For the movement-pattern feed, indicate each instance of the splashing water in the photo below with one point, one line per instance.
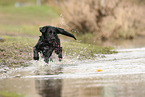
(116, 75)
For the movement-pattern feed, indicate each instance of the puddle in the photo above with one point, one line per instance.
(121, 75)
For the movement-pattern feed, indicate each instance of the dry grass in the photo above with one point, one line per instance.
(113, 19)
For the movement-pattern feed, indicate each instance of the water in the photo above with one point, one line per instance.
(121, 75)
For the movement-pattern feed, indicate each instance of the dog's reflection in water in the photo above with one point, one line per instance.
(49, 87)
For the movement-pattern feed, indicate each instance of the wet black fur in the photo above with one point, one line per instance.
(49, 42)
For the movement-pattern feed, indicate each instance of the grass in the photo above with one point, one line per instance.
(25, 20)
(9, 94)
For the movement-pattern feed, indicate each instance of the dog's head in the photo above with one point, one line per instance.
(49, 33)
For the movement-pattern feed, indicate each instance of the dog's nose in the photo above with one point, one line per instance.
(53, 38)
(40, 28)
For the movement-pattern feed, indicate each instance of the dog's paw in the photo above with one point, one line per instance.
(36, 58)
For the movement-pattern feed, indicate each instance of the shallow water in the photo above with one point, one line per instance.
(121, 75)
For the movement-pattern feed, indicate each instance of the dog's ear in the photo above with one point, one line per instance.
(63, 32)
(43, 29)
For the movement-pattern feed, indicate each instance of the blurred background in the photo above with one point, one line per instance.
(90, 20)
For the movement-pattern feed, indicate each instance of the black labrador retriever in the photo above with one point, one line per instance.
########
** WHAT YOU WILL DO **
Retype all of the material above word for word, and leave out the picture.

** RESULT **
For the movement-pattern feed, indicate each instance of the splashing water in the photo below with one point, one line per instance.
(116, 75)
For the movement-pattern feed, indicate each instance of the puddle in the photo above with one point, one line per instance.
(121, 75)
For the movement-pattern feed, indicate each instance of the dry grass in the photo above with one point, one line per instance.
(113, 19)
For the movement-pattern feed, indicate each instance of the water in the photo above with one point, one line per instance.
(121, 75)
For the movement-pattern feed, indicate each instance of the dog's reflection in water in the photo above with one point, one line per instance.
(49, 87)
For the movement-pattern feed, indicate each instance of the wet black fur in the photo above with one point, one line per instance.
(49, 42)
For the movement-pattern feed, indicate each instance of the grass in the photo above with one point, one line per instance.
(25, 20)
(9, 94)
For the movement-pattern feed, indicate each instance of the dog's head in the photo above with one point, one line per instance.
(49, 33)
For the movement-pattern feed, indicate each instance of the dog's nose in the photo above with one point, one line per instance.
(53, 38)
(40, 28)
For the movement-pattern feed, indicate each instance of the dog's paw in the photo above with one point, one line per instance.
(36, 58)
For the movement-pattern feed, indicate each instance of the shallow water in the photo above with one point, one line per instance.
(121, 75)
For the movement-pattern feed, indicate each instance of the dog's ear in the photo above with one point, one line per instance.
(63, 32)
(43, 29)
For the movement-pattern feed, indicate each instance of the blurred background in the photo above with one point, one line per instance.
(90, 20)
For the movement-pattern feed, indicate each instance of the black labrador retriever in the photo above with one point, one line per instance.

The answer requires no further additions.